Reproduce the records below without any change, starting at the line with "Drop one point on every instance of the distant mountain in" and running through the last line of the records, with both ends included.

Start INFORMATION SUPPLIED

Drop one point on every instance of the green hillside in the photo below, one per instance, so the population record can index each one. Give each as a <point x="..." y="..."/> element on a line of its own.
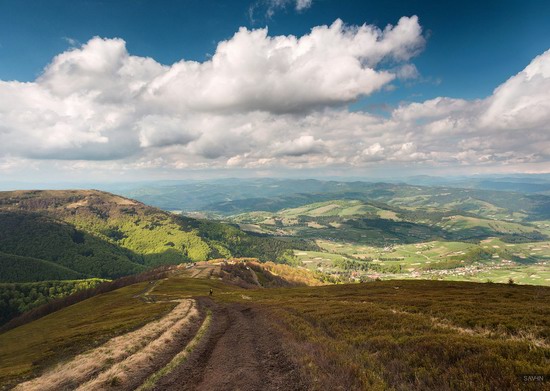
<point x="25" y="269"/>
<point x="97" y="234"/>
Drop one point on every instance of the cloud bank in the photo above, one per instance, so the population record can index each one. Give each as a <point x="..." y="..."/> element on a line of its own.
<point x="266" y="102"/>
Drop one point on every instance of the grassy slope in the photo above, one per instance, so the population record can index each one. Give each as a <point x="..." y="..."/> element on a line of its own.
<point x="99" y="234"/>
<point x="405" y="335"/>
<point x="417" y="335"/>
<point x="29" y="348"/>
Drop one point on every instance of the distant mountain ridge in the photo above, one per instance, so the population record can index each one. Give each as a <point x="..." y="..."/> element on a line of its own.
<point x="67" y="234"/>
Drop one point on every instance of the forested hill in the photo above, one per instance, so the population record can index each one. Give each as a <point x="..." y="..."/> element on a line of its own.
<point x="75" y="233"/>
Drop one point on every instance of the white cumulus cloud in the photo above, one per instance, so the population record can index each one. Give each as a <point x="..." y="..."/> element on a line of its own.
<point x="266" y="101"/>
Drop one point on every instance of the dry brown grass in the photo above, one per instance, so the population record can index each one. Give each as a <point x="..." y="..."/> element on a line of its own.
<point x="142" y="361"/>
<point x="84" y="366"/>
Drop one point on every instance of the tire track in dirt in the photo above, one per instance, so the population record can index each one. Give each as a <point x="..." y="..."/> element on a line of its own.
<point x="239" y="352"/>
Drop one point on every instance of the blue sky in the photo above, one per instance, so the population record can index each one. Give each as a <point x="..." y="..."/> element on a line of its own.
<point x="473" y="46"/>
<point x="459" y="53"/>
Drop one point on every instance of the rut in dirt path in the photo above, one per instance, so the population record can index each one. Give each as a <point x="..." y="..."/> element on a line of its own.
<point x="240" y="351"/>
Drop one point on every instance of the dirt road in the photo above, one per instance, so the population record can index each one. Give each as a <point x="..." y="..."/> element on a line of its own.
<point x="239" y="352"/>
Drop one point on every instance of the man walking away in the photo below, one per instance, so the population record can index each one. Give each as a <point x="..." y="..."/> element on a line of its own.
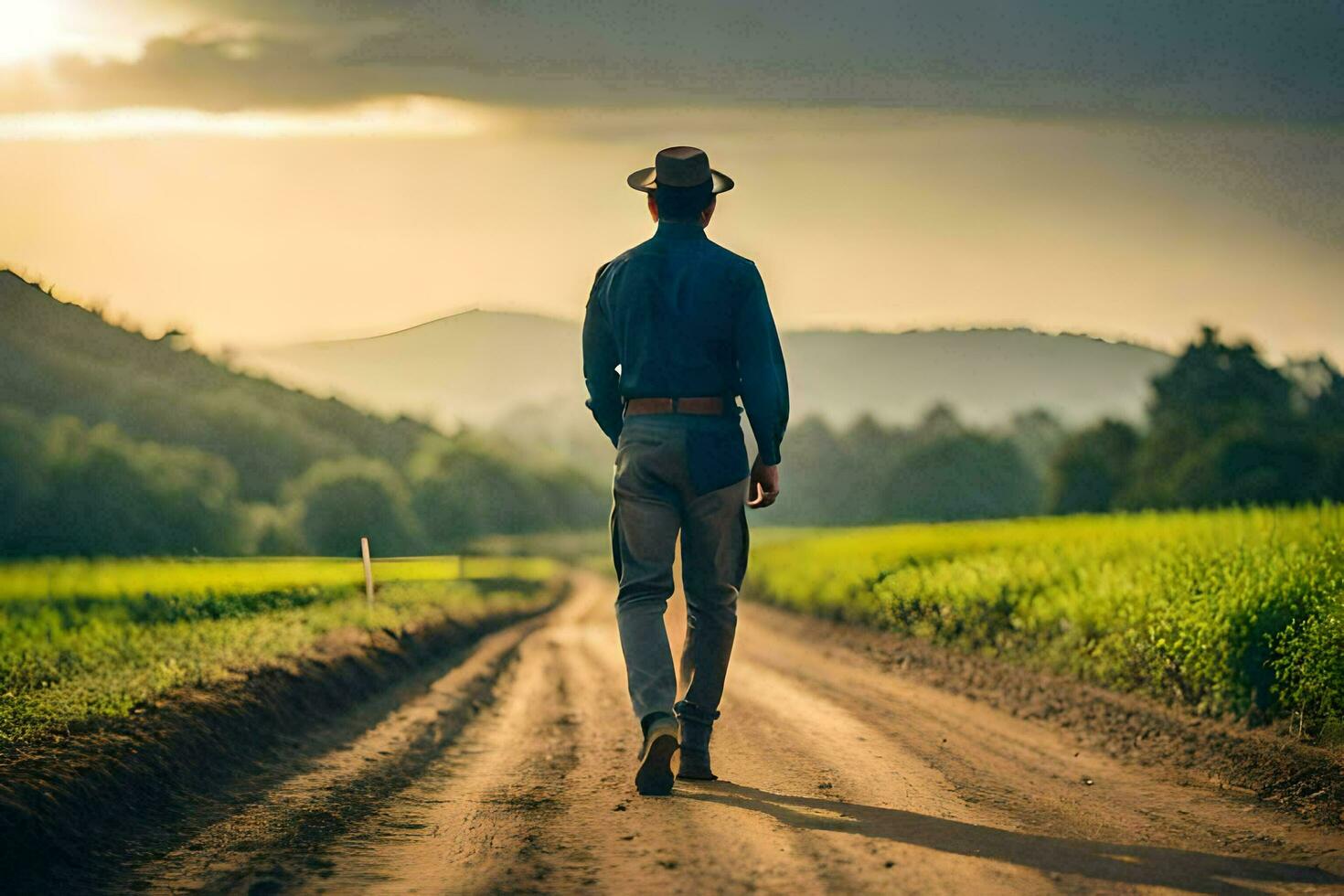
<point x="688" y="325"/>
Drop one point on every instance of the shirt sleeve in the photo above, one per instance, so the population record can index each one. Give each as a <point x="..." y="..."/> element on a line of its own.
<point x="600" y="361"/>
<point x="765" y="384"/>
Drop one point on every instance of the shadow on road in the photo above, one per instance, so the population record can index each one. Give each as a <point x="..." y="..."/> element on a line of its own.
<point x="1144" y="865"/>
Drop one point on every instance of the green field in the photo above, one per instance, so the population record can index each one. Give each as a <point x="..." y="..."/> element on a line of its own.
<point x="82" y="641"/>
<point x="1227" y="613"/>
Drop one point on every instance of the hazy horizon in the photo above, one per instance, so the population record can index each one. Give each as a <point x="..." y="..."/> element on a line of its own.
<point x="277" y="172"/>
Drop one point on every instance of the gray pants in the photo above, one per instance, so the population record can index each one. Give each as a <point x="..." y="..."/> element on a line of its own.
<point x="654" y="501"/>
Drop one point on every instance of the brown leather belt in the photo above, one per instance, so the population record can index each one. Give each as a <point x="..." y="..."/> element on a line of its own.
<point x="706" y="406"/>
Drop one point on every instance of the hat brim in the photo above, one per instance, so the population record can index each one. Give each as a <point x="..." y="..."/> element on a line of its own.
<point x="645" y="180"/>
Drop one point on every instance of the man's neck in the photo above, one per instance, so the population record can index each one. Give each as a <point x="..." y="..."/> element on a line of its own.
<point x="680" y="229"/>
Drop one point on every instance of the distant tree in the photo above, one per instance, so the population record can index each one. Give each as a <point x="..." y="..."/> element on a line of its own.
<point x="1092" y="469"/>
<point x="91" y="491"/>
<point x="1038" y="434"/>
<point x="1221" y="430"/>
<point x="465" y="489"/>
<point x="961" y="477"/>
<point x="339" y="501"/>
<point x="23" y="480"/>
<point x="818" y="485"/>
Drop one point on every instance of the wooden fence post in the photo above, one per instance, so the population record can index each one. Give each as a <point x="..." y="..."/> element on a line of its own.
<point x="368" y="572"/>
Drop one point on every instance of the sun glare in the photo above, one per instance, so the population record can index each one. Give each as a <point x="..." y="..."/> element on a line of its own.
<point x="28" y="30"/>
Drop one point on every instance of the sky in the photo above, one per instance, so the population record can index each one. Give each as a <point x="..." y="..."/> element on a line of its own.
<point x="269" y="171"/>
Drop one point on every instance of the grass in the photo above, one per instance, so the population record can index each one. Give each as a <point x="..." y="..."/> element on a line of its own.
<point x="83" y="641"/>
<point x="1227" y="613"/>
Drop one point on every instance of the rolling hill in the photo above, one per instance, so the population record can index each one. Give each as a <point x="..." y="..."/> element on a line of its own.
<point x="480" y="367"/>
<point x="60" y="359"/>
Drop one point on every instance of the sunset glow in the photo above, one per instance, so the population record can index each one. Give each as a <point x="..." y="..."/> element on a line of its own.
<point x="28" y="28"/>
<point x="392" y="117"/>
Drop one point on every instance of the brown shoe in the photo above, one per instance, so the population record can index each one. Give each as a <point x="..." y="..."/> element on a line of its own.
<point x="655" y="775"/>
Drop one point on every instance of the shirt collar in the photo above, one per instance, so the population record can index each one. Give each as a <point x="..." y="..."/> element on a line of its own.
<point x="680" y="229"/>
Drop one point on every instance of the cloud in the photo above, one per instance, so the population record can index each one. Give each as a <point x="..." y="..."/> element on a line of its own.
<point x="1095" y="57"/>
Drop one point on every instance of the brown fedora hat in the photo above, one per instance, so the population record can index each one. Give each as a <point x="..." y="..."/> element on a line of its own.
<point x="679" y="166"/>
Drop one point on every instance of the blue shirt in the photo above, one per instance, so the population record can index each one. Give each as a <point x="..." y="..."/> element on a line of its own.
<point x="684" y="317"/>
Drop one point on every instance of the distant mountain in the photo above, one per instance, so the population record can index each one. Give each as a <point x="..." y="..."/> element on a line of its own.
<point x="59" y="359"/>
<point x="481" y="367"/>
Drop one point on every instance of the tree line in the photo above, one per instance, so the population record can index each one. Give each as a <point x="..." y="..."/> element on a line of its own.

End INFORMATION SUPPLIED

## SOLVED PROBLEM
Drop one point on every instance of the distant mountain in the photo above, one per instance, so the population record can index each one. Give each as a <point x="..." y="..."/> element on a line of its own.
<point x="59" y="359"/>
<point x="481" y="367"/>
Drop one point on every instance of the tree line in the photo above, one per instance, so the population record can index each one. Give each as a <point x="..." y="..."/> element on a line of its own.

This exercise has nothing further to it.